- Set problem 1 -
Return each line of the entries below that contains the string "help".

Its no secret I’m a big Reddit guy and while I was cruising the forums this morning I happen upon this little juicy stat. The Tampa Bay Bucs have been over 95% favorites to win in the last 5 minutes of 3 of their losses.
- Jets 18, Bucs 17, 98% chance with 0:15 left. Lavonte David tackled Geno Smith out of bounds to get the Jets in field goal range, which they converted.
- Saints 16, Bucs 14, 99% chance to win with 2:36 left. The Bucs attempt a questionable 47 yard field goal, which they missed. Then the Saints marched down the field 43 yards in a minute to kick a chipshot field goal.
- Cardinals 13, Bucs 10, 95% chance to win with 4:12 left. Mike Glennon gets picked off deep in his own territory, and Arizona promptly scores. Tampa Bay gets the ball back, goes backwards, punts, gives up 30 yards in 30 seconds, allows a go-ahead field goal, and then Glennon gets intercepted again.
They got rid of the biggest problem in Josh Freeman, but now its time for Schiano to stop being polite, and start being real.
Unfortunately hes learned a hard truth about coaching in the NFL: You cant be your player’s best friend. Going the nice guy route has put more coaches in the unemployment line then Cam Newton, Randall Cunningham, and the rest ever will folks. “No more Mr. Nice Guy” as Alex Cooper once said, being the big huggable Teddy Bear hasnt worked and will continue to hasnt worked in todays NFL with the coddled players and R&B McNugget advertisements.
Greg Schiano came in to the league as one of the hottest coaches out there. Here was a guy whose college resume included “beating Louisville a time with Ray Rice” and “eating sandwiches with sides INSIDE the sandwich.” But now its time for the gloves to come off and put these Bucs through the ringer since they obviously can’t handle having a player-friendly coach. Here are my ideas for this week of practice:
- Bull in the ring to start every practice and pre-game warm-ups. Names out of a hat I dont care if you’ve got Darrelle Divas going up verse Gerald McCoy this team needs more toughness
- No more water breaks. You want to drink water instead of practice? You sound more like a fish then a football player son, maybe you should be a Dolphin (call up the Dolphins in front of everyone and ask if they want to trade for that player and laugh in his face when they refuse. Do this for every player who “needs” water.)

- Source records -
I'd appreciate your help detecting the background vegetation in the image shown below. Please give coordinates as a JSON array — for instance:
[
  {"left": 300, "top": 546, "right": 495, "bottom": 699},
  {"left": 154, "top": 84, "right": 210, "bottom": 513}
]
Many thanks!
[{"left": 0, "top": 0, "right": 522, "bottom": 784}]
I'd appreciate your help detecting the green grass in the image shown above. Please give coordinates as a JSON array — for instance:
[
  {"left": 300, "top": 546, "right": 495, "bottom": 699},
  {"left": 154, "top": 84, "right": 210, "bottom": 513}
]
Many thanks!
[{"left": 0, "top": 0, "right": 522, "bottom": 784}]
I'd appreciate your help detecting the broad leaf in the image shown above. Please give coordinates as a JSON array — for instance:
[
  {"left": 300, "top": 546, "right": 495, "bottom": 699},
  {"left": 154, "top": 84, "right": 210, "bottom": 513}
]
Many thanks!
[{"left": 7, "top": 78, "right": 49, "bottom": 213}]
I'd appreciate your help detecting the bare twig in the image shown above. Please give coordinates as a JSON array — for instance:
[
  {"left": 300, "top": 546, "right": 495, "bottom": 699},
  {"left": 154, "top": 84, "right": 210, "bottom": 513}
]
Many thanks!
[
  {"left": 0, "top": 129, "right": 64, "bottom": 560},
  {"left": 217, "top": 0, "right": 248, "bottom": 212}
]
* * *
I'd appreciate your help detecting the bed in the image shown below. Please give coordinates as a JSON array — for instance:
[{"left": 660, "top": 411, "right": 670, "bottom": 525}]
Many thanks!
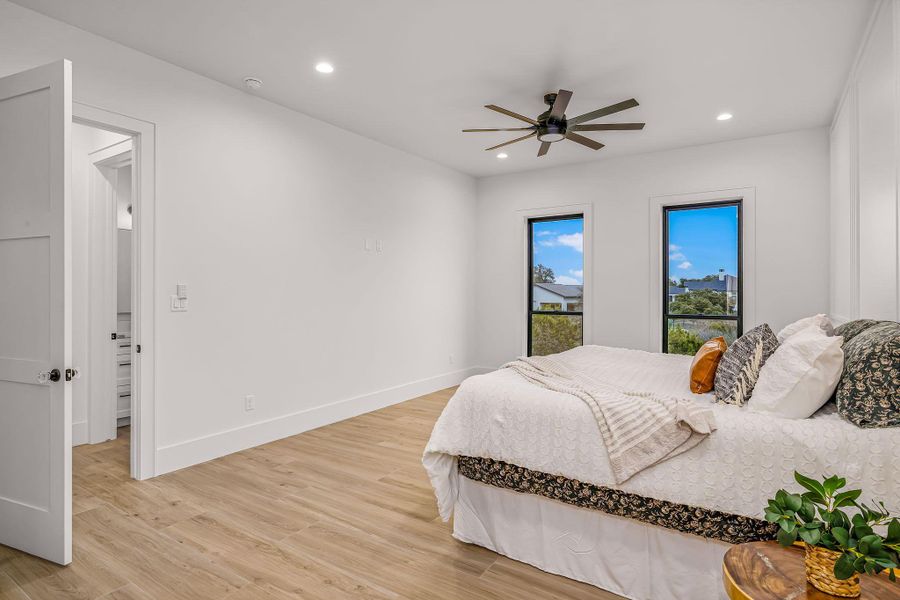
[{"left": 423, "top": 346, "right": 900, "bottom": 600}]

- Set problem 2 -
In the post about the Bucs, how long was left in the game against the Saints when the Bucs had a 99% chance to win?

- Full answer 1 -
I'd appreciate your help detecting the background vegetation in the image shown below. Please give coordinates as a JSON array — for instance:
I'd appreciate your help detecting the green grass in the image shown above. Please give coordinates as a JSON array — for instance:
I'd appreciate your help detecting the broad leaf in the image shown above. Please give coordinates as a JSON array — for instance:
I'd appreciate your help detecting the bare twig in the image shown above. Please give coordinates as a JSON array — for instance:
I'd appreciate your help detecting the bed in the image shown below. Please give coordinates as a JSON array — for instance:

- Full answer 2 -
2:36